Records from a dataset
* * * * *

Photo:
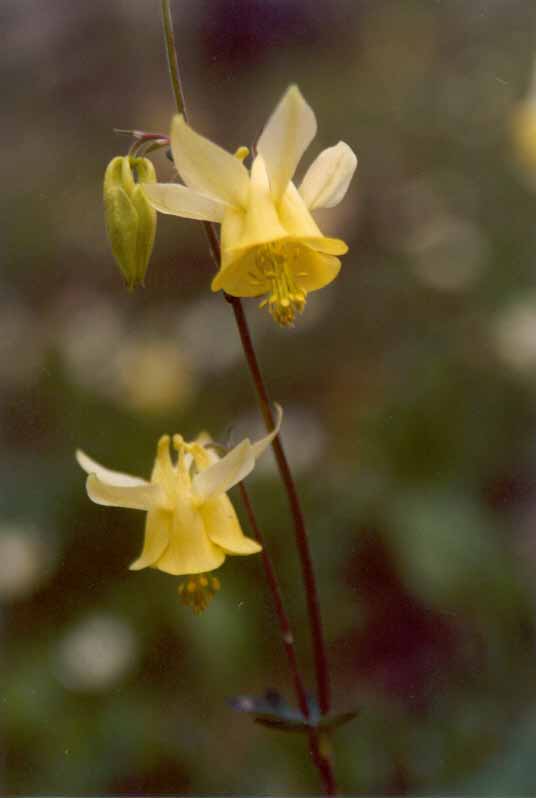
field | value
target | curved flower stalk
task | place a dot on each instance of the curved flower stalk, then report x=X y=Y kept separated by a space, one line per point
x=270 y=243
x=191 y=524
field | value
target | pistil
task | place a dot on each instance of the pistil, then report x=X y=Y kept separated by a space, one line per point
x=286 y=299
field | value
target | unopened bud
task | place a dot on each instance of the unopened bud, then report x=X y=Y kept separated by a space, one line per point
x=130 y=220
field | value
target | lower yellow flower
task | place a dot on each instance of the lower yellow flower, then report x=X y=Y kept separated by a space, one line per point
x=191 y=524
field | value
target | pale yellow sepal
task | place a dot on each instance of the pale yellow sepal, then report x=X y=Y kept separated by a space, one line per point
x=130 y=218
x=178 y=200
x=327 y=179
x=207 y=168
x=221 y=476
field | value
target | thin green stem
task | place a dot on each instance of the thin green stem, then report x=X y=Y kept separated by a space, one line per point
x=173 y=62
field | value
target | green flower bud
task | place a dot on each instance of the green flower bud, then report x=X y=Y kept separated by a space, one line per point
x=130 y=220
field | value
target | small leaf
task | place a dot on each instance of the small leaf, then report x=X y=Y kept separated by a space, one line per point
x=272 y=710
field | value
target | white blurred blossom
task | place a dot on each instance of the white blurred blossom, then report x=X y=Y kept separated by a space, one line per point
x=514 y=335
x=304 y=439
x=97 y=653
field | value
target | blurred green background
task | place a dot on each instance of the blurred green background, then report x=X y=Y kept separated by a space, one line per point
x=409 y=387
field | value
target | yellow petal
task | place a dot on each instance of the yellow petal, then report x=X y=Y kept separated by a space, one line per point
x=178 y=200
x=221 y=476
x=157 y=536
x=236 y=279
x=327 y=246
x=136 y=497
x=189 y=551
x=227 y=472
x=327 y=179
x=295 y=215
x=206 y=167
x=105 y=474
x=223 y=527
x=286 y=136
x=261 y=445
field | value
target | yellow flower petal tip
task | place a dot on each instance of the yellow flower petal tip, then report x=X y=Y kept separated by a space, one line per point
x=191 y=525
x=271 y=246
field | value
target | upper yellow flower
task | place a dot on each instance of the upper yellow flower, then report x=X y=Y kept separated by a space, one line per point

* * * * *

Find each line in the rows above that contains the word "upper", and copy those lines out.

target | upper yellow flower
task | place a dot on each instance of the upper yellow flower, then report x=X y=Y kept separated by a space, one line per point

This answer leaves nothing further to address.